Your task. Copy out every one of the items below word for word, and leave the pictures out of your copy.

^^^^

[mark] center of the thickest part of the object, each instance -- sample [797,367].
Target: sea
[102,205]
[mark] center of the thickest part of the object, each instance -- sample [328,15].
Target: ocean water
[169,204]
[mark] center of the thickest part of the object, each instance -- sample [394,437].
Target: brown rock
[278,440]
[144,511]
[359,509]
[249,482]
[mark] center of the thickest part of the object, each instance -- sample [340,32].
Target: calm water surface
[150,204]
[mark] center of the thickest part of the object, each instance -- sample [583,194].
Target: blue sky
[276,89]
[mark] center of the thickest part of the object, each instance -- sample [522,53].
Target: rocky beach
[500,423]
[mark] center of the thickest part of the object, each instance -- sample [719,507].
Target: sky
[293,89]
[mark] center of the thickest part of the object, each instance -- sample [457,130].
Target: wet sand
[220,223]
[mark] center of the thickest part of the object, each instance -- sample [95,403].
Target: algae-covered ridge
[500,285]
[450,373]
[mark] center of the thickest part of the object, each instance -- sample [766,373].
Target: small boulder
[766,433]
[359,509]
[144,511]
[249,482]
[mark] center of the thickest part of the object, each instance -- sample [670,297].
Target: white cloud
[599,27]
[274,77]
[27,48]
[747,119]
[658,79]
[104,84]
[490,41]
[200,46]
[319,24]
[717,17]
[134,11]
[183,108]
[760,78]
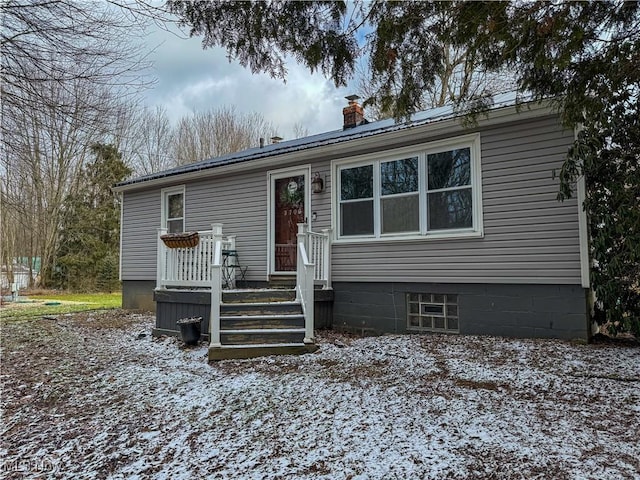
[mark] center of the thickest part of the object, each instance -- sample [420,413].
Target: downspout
[583,235]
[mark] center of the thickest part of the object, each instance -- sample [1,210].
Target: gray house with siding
[424,226]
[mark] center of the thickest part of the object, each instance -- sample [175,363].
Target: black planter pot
[190,329]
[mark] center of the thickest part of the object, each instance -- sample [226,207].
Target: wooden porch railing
[318,248]
[305,287]
[191,267]
[216,295]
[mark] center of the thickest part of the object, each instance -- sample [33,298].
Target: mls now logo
[28,465]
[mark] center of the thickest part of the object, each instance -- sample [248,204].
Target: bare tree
[149,141]
[217,132]
[65,67]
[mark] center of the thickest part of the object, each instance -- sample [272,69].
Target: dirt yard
[94,396]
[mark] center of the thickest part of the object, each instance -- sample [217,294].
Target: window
[432,312]
[449,198]
[356,200]
[399,196]
[430,190]
[173,209]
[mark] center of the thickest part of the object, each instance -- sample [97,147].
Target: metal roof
[314,141]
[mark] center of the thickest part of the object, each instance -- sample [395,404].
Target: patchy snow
[94,396]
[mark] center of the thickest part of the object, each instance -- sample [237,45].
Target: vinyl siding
[529,237]
[140,223]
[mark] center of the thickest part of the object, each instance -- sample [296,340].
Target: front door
[288,203]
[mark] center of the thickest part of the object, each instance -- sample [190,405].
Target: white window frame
[471,141]
[165,193]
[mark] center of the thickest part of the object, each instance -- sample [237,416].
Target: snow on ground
[94,396]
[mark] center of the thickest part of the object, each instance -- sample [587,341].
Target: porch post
[216,294]
[327,255]
[160,258]
[216,229]
[230,274]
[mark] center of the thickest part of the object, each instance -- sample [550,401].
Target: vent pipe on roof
[353,113]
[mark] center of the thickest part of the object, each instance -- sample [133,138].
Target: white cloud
[192,79]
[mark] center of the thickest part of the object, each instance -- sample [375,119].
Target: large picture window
[173,209]
[356,200]
[434,190]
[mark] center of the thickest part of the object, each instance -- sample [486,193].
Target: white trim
[121,198]
[342,146]
[272,176]
[164,194]
[583,231]
[421,151]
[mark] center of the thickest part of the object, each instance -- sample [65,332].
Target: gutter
[336,146]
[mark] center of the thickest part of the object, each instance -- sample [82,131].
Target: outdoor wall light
[317,184]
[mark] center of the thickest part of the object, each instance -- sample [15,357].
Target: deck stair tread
[266,345]
[285,316]
[267,331]
[260,322]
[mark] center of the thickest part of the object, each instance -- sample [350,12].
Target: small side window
[173,210]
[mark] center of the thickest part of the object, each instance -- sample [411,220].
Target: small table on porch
[232,270]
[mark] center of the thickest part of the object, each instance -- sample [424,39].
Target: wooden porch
[204,280]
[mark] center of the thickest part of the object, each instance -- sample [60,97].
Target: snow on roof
[336,136]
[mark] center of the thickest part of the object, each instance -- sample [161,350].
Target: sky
[191,79]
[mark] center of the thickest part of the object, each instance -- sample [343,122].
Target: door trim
[272,176]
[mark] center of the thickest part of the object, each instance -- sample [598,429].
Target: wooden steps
[260,322]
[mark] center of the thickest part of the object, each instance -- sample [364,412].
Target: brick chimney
[353,113]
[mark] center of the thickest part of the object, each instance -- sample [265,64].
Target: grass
[34,305]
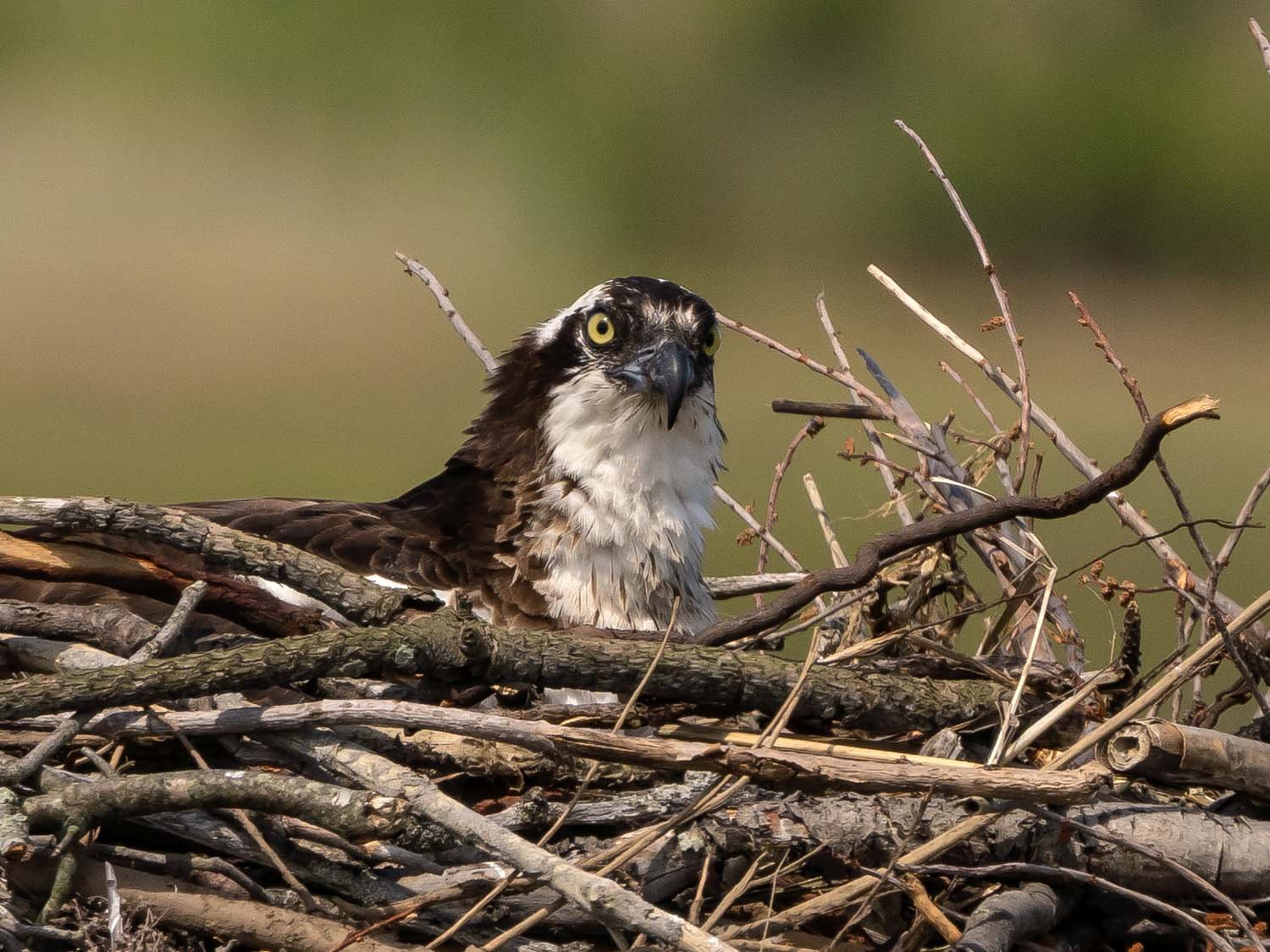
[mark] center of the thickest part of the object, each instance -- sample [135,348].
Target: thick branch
[1178,753]
[345,592]
[348,812]
[450,649]
[774,768]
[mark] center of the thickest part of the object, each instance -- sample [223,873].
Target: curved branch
[345,592]
[869,558]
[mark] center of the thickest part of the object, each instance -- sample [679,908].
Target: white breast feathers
[624,507]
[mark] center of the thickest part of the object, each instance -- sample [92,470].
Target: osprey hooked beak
[667,370]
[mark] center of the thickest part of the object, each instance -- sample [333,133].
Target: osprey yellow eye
[711,340]
[599,327]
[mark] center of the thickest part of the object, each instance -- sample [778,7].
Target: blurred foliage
[200,202]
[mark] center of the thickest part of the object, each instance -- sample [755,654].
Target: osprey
[582,492]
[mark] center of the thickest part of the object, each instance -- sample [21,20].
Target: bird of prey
[582,490]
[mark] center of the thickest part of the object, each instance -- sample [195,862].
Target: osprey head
[645,338]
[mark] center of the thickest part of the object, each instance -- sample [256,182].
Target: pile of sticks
[192,763]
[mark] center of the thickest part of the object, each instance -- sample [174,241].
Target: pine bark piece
[1176,753]
[348,812]
[101,625]
[348,593]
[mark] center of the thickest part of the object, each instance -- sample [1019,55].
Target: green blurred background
[198,205]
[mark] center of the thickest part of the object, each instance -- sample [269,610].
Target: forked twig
[1016,342]
[447,307]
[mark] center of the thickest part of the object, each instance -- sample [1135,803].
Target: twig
[813,493]
[577,796]
[17,771]
[172,629]
[1130,382]
[807,431]
[1241,522]
[795,355]
[812,408]
[744,515]
[926,908]
[1084,464]
[868,559]
[869,428]
[447,307]
[1010,718]
[1016,342]
[736,586]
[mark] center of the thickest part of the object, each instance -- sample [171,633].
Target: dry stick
[1216,568]
[846,893]
[1034,871]
[746,517]
[1058,713]
[997,289]
[1199,883]
[925,906]
[172,629]
[813,408]
[936,528]
[17,771]
[1130,382]
[1011,715]
[447,307]
[698,898]
[883,876]
[870,431]
[1241,522]
[1262,43]
[734,586]
[810,363]
[578,794]
[813,493]
[734,893]
[253,832]
[807,431]
[998,459]
[1130,517]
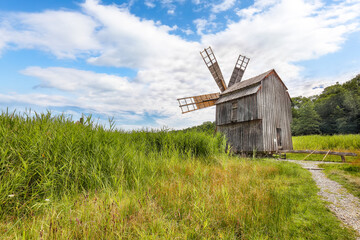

^^^^

Task response.
[mark] center of the thickest part of the object, each instance -- sample [797,367].
Target: sea
[102,205]
[mark] center of the thickest part of the object, each instance -- sample [328,15].
Target: ocean water
[169,204]
[mark] center of the thickest part of the object, each instance -- sample [394,437].
Target: brown rock
[278,440]
[144,511]
[359,509]
[249,482]
[mark] center of the thickest part of the object, each instance -- sample [340,32].
Target: calm water surface
[150,204]
[mark] center of the thickest part of the object, each instance -- sample [583,194].
Target: blue sky
[276,89]
[mark] center of the thickest part of the object, each instance -- sample [522,53].
Target: rocky beach
[500,423]
[mark] center of the thickest part of the object, each instance -- sample [719,507].
Target: sky
[293,89]
[mark] center of the thickest part of the object, each instance -- sample [457,130].
Target: wet sand
[220,223]
[mark] center of the thickest part of the object, each instance -- sample [95,403].
Target: algae-covered ridge
[500,285]
[450,373]
[mark] center of the thickest part of the object, each instance -- sample [766,373].
Target: small boulder
[766,433]
[359,509]
[144,511]
[249,482]
[mark] center of the thickest part of the object, each instance -- sample [670,297].
Target: white cloud
[599,27]
[274,77]
[27,48]
[747,119]
[658,79]
[104,84]
[490,41]
[200,46]
[319,24]
[717,17]
[134,11]
[183,108]
[760,78]
[mark] center of the thickest part of the object, each instance -- sample [420,413].
Target: downspout
[583,235]
[mark] center of the thickest part of the object, each instance -- sample [1,210].
Target: gray house with siding
[424,226]
[mark] center of the thickest part of the object, each instance -- sample [175,363].
Target: black planter pot
[190,329]
[mark] center of the thickest part of the object, each instance -- sample [226,207].
Target: wooden porch railing
[318,248]
[305,287]
[191,267]
[216,295]
[mark] center of the thickest part of the object, each instance -- sample [33,298].
Target: mls now logo
[28,465]
[mark] center of the thickest part of the object, each instance -- sample [248,204].
Target: bare tree
[149,141]
[217,132]
[65,67]
[mark] center of the thickest part of the object, each instance -- sample [272,69].
Target: dirt yard
[94,396]
[mark] center of the thickest part of the object, each instance -- sample [217,294].
Target: window
[432,312]
[449,198]
[356,200]
[399,196]
[430,190]
[173,209]
[mark] center of the thickest part of the object, each instance -- sample [97,147].
Target: metal roof
[314,141]
[mark] center of the thickest part of the object, each instance -- sample [395,404].
Target: patchy snow
[94,396]
[mark] center of the thickest part of the object, each instance -- sample [237,45].
Target: vinyl siding
[529,237]
[140,223]
[mark] center of the thickest part of the object, each instance -- sample [296,340].
Target: front door
[288,203]
[mark] center of the thickest part of the object, each instance -- sample [190,405].
Target: white window frame
[471,141]
[165,193]
[mark] center of the thickest part of the object, each instance -- sample [237,416].
Target: snow on ground
[94,396]
[mark] center of the thickest part of the object, each instance -- sample [587,341].
Target: porch post
[216,294]
[327,255]
[160,258]
[216,229]
[230,274]
[mark] center of the thickest part of the object, each instance -- sample [550,401].
Target: vent pipe on roof
[353,113]
[mark] center of the thickest part of the object, each instance -- sample [133,138].
Target: white cloud
[192,79]
[mark] center of the thickest part of the object, each instance -- sample [375,119].
Target: large picture window
[173,209]
[356,200]
[434,190]
[mark] center of the thickest part of the object, each instance -- sample [486,193].
Target: white trim
[121,198]
[342,146]
[272,176]
[164,194]
[583,231]
[421,151]
[mark] center of the thickest part of the object, each instance -- sample [65,332].
Target: gutter
[336,146]
[mark] center of the thickest part of the object, each instance -- sample [82,131].
Target: outdoor wall light
[317,184]
[mark] center of the thickest part of the object, each instance -- sample [15,357].
Target: deck stair tread
[266,345]
[285,316]
[267,331]
[260,322]
[mark] center of the thickest part of the object, each instance -- sample [350,12].
Target: small side window
[173,210]
[mark] center of the thickest part of the object, each instance -- sample [411,220].
Target: small table on porch
[232,270]
[mark] center of the thickest part of the object, each instance -- sample [424,39].
Target: wooden porch
[204,280]
[mark] center of the thickest part of the object, each instance -- sample [60,97].
Target: snow on roof
[336,136]
[mark] center of the thickest part of the object, each instance -- sample [161,350].
Target: sky
[191,79]
[mark] center of the thickest part of the object, each instance -- sample [343,122].
Target: door trim
[272,176]
[mark] center of the thickest part of the object, each instance -- sample [598,429].
Target: wooden steps
[260,322]
[mark] center of the thickest part of the object, each instance -- sample [364,412].
Target: brick chimney
[353,113]
[mark] center of the thickest part of the object, each instance -- sample [265,64].
Target: grass
[34,305]
[mark] center of the thickest part of the object, each instance -- sample [135,348].
Target: thick branch
[1178,753]
[345,592]
[348,812]
[450,649]
[774,768]
[mark] center of the thickest part of the object, each instance -- sample [223,873].
Target: curved branch
[345,592]
[869,558]
[mark] center of the thickest part of the object, each instance -- sample [679,908].
Target: white breast feathers
[624,507]
[mark] center of the thickest part of the object, each instance -- sample [92,470].
Target: osprey hooked beak
[667,370]
[mark] center of the thickest part of the object, each instance -- sample [333,133].
Target: osprey yellow eye
[711,340]
[599,327]
[mark] center of the thickest part of the object, each instance -- sample [778,7].
Target: blurred foliage
[200,202]
[mark] center of the thickest part of the object, each instance -- sample [755,654].
Target: osprey
[582,492]
[mark] center of the thickest part of the object, each instance -- sample [21,20].
Target: bird of prey
[582,490]
[mark] center of the thickest part of the object, each instance -- sample [195,862].
Target: osprey head
[645,338]
[mark] center of the thickest part of the object, each instance -- sample [256,182].
Target: pile of sticks
[192,763]
[mark] center of the thickest part of the object, each instance -- sample [174,241].
Target: pine bark piece
[1176,753]
[348,812]
[101,625]
[348,593]
[mark] center of the thickest part of the object, each instance -- sample [1019,55].
Target: green blurred background
[198,205]
[mark] center of the thickest part of the object, each instance -- sample [269,610].
Target: forked twig
[1016,342]
[447,307]
[mark] center of the thickest part of the object, each instance -- sample [1135,803].
Target: twig
[813,493]
[577,796]
[17,771]
[172,629]
[1130,382]
[807,431]
[1241,522]
[795,355]
[812,408]
[744,515]
[926,908]
[1084,464]
[868,559]
[869,428]
[447,307]
[1010,718]
[1016,342]
[736,586]
[mark] center of the thickest part of the object, each instance -- sample [171,633].
Target: dry stick
[1216,568]
[846,893]
[1034,871]
[746,517]
[1058,713]
[997,289]
[1199,883]
[925,906]
[172,629]
[813,408]
[936,528]
[17,771]
[1130,382]
[1011,715]
[447,307]
[698,898]
[883,876]
[870,431]
[1241,522]
[1262,43]
[734,586]
[810,363]
[578,794]
[813,493]
[734,893]
[253,832]
[807,431]
[998,459]
[1130,517]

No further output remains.